▶ PROBLEM TO SOLVE: Which lines below contain the word "goose"? Show each of them in full, and treat case as significant.

---------- TASK INPUTS

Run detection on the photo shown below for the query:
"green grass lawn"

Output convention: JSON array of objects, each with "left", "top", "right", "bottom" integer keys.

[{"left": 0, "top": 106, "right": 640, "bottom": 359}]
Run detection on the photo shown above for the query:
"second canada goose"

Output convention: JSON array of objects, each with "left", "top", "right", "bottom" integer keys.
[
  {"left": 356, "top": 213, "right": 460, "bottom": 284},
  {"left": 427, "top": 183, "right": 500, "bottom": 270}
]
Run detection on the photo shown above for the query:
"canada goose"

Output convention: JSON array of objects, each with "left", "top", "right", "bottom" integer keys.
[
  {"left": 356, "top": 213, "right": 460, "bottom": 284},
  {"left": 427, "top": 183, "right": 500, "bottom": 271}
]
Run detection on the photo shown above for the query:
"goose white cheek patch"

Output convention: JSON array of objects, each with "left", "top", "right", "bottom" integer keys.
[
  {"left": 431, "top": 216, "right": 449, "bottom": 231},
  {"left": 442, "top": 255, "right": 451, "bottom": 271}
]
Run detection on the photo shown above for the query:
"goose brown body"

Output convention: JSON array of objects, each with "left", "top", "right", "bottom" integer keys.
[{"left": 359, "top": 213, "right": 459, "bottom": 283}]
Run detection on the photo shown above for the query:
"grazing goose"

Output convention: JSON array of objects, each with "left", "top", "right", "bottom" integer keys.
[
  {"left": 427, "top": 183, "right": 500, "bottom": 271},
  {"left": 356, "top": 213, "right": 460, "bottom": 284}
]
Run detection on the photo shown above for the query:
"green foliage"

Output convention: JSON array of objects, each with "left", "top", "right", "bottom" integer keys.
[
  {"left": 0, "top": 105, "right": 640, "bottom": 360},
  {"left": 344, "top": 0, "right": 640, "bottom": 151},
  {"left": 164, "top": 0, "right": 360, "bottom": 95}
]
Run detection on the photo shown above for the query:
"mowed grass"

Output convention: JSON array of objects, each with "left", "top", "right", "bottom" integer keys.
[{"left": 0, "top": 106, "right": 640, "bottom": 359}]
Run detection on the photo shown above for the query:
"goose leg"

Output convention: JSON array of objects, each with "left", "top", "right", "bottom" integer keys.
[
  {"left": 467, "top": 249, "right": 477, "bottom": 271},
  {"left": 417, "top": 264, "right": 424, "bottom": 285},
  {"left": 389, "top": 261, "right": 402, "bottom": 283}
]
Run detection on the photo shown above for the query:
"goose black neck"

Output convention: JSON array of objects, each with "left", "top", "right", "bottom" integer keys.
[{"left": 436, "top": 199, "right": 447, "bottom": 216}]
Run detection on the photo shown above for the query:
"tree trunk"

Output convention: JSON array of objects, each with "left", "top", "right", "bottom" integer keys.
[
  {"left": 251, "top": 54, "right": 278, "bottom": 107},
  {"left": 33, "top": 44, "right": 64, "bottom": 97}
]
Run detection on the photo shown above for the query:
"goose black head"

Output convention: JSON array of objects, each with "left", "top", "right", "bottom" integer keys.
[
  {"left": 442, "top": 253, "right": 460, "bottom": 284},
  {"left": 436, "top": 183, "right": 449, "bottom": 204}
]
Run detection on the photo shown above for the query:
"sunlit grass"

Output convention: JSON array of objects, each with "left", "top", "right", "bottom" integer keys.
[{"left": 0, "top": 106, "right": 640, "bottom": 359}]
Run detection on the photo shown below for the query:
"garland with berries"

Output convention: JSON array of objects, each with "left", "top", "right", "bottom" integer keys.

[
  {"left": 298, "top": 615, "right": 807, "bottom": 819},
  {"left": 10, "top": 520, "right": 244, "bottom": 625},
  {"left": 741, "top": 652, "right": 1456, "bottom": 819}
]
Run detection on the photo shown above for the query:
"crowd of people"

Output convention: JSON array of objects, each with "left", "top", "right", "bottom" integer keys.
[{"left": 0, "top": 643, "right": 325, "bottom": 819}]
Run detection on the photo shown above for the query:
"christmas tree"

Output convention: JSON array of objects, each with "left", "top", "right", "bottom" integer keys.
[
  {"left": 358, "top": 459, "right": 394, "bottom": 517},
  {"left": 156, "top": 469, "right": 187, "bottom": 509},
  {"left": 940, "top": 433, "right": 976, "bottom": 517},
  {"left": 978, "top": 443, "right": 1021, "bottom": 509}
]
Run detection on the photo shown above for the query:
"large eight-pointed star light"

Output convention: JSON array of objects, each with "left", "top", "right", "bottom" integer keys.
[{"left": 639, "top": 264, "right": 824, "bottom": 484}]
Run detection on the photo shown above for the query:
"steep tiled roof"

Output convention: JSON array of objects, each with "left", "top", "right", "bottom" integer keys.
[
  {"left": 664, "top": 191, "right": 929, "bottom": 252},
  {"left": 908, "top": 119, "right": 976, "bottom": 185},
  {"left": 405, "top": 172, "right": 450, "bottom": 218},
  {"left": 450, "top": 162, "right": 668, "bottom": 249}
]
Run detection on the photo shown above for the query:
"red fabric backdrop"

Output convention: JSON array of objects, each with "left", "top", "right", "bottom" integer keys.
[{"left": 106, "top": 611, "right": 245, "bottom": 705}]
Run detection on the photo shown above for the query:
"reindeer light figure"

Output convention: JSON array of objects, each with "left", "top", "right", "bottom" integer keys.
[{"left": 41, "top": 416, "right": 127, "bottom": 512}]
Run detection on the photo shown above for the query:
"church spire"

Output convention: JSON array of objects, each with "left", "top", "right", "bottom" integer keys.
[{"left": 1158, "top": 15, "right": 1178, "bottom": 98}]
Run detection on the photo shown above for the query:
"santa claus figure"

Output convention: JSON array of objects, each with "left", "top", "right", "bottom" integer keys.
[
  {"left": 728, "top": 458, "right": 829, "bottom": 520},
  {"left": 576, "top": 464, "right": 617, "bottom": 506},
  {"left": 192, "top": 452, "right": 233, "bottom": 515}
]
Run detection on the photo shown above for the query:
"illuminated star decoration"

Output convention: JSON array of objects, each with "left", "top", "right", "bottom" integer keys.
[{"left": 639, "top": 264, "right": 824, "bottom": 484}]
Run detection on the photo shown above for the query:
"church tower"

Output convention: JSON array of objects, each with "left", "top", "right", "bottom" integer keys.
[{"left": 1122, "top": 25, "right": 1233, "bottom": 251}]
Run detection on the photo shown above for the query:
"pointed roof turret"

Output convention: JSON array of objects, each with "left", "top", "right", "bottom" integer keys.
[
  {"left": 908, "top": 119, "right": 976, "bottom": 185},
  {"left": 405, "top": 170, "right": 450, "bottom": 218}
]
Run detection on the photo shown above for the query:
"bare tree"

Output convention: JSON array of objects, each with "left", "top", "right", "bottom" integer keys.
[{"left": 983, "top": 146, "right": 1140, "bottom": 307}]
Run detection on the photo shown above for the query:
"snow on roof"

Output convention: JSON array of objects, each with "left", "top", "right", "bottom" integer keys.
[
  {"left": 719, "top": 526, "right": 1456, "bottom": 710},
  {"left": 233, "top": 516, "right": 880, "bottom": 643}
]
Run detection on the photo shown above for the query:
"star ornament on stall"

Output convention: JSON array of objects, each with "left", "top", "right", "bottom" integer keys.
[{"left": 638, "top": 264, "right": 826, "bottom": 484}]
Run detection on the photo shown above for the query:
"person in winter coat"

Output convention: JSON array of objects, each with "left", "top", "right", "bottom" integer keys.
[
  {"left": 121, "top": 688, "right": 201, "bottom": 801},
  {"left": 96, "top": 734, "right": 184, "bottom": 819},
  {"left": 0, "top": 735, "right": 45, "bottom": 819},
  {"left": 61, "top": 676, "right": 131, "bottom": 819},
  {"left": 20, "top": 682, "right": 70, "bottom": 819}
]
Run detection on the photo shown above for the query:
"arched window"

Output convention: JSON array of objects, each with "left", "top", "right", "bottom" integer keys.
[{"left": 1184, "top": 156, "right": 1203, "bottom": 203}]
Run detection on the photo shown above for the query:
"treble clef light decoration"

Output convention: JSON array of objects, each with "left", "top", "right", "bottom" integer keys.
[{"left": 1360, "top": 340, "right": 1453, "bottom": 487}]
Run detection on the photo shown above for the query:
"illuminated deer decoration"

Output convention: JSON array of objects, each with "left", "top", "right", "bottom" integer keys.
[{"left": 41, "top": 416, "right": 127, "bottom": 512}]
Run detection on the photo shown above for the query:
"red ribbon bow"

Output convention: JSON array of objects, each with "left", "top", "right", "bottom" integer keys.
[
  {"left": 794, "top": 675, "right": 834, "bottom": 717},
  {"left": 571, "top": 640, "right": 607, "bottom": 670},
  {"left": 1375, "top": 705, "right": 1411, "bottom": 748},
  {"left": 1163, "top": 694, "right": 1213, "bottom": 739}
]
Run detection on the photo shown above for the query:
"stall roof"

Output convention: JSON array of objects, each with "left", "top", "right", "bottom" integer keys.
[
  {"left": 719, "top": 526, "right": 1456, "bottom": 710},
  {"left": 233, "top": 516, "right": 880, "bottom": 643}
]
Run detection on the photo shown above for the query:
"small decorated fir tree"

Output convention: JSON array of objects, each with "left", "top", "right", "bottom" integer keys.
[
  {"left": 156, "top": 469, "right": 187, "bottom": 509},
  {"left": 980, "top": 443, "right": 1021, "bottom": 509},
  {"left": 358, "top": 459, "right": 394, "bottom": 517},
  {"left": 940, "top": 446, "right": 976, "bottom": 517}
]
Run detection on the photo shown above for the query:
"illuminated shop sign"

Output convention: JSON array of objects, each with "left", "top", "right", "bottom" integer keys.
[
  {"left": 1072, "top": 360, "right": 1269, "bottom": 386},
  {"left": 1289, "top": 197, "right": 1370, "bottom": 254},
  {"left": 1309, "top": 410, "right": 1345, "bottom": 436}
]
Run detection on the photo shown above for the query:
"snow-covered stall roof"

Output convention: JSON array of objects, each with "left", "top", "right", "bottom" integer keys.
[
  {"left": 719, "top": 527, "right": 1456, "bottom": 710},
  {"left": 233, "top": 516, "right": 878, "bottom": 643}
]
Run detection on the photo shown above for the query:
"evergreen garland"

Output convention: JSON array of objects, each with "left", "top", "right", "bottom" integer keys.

--------------------

▶ RESULT:
"second canada goose"
"canada goose"
"goose white cheek patch"
"goose brown body"
"grazing goose"
"goose leg"
"goose black neck"
"goose black head"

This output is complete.